Task instructions –
Please extract each line of the records that contains the string "hind", treating uppercase and lowercase as different.

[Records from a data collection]
---+---

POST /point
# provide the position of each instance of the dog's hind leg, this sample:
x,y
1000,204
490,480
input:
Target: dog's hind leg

---+---

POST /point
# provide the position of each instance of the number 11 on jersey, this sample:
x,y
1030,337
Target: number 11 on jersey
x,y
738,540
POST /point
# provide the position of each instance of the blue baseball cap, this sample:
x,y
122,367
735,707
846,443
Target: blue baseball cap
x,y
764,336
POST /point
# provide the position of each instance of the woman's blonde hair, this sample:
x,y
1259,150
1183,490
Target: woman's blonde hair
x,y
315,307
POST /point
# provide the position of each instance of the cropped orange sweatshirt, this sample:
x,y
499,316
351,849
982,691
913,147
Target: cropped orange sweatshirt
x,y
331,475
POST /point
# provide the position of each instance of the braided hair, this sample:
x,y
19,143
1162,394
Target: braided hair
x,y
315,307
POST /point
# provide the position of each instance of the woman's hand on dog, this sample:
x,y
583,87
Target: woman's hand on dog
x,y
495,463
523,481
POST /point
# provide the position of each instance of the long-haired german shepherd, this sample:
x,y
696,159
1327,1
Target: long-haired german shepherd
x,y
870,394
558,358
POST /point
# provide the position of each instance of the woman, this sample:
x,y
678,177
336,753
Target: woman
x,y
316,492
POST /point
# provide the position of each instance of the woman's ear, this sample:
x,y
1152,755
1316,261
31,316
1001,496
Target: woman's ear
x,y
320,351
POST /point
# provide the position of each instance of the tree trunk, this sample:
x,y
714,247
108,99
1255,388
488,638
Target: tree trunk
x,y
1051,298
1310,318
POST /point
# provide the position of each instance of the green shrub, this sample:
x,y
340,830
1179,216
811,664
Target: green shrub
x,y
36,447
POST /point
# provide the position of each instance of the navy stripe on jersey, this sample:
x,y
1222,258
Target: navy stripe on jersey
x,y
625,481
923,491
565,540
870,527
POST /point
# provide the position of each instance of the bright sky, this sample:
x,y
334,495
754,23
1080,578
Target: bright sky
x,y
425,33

---+---

Answer to this exercise –
# provide the position of each instance of the dog's hind leg, this sample:
Target: dog's hind leg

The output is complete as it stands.